### WRITTEN REQUEST
Pull out each line below that contains the string "beach", and copy those lines in full.

(Records from a point labeling set)
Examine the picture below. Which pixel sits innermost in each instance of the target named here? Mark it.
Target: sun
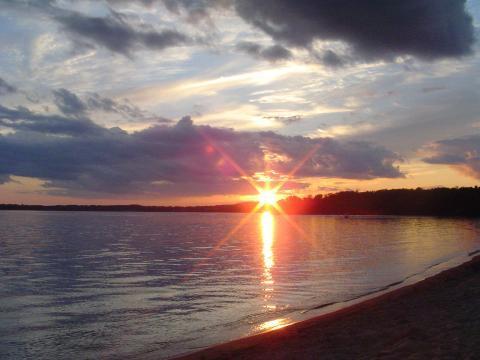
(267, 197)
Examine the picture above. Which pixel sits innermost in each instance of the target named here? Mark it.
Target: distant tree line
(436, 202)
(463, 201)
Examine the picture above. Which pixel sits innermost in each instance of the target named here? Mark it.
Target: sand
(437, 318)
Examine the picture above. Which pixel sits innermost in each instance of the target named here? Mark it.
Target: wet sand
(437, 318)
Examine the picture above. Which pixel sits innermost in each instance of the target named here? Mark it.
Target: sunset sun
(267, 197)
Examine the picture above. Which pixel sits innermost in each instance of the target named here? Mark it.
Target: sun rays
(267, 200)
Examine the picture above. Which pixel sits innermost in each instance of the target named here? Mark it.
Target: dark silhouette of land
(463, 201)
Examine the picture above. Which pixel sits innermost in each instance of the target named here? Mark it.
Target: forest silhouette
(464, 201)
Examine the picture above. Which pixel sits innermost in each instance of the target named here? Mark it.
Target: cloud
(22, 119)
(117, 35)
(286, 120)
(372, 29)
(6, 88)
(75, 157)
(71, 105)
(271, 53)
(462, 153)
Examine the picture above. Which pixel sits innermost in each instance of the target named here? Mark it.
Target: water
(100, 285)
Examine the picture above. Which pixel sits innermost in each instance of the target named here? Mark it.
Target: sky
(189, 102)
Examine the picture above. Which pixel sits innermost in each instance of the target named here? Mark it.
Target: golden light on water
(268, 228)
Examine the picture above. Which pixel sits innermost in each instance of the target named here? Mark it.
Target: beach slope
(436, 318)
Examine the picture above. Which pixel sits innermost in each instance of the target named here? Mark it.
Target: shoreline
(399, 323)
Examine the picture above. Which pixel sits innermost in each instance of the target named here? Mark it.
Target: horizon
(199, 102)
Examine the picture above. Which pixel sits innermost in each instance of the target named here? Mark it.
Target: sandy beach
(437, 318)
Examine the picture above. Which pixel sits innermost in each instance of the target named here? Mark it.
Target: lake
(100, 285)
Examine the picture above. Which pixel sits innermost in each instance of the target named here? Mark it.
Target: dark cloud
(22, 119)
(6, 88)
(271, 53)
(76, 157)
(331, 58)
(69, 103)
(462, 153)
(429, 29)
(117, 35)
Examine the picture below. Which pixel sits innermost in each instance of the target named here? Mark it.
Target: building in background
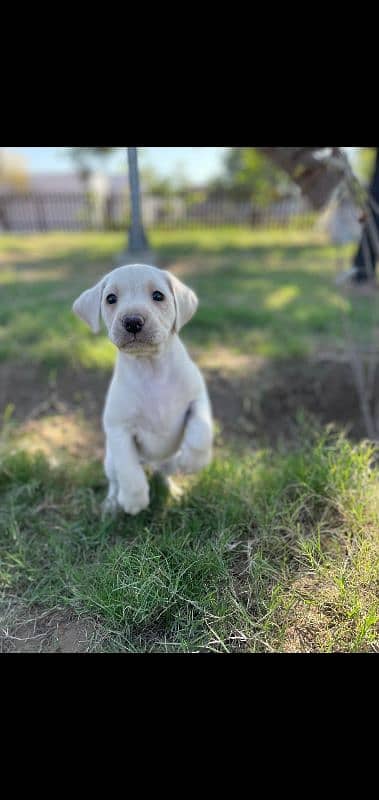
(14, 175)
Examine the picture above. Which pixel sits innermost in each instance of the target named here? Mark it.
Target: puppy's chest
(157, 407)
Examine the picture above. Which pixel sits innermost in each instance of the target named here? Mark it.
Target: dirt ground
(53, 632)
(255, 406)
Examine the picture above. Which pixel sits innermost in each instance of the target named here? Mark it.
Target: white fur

### RESULT OF THE EXERCISE
Target: beach slope
Target: sandy beach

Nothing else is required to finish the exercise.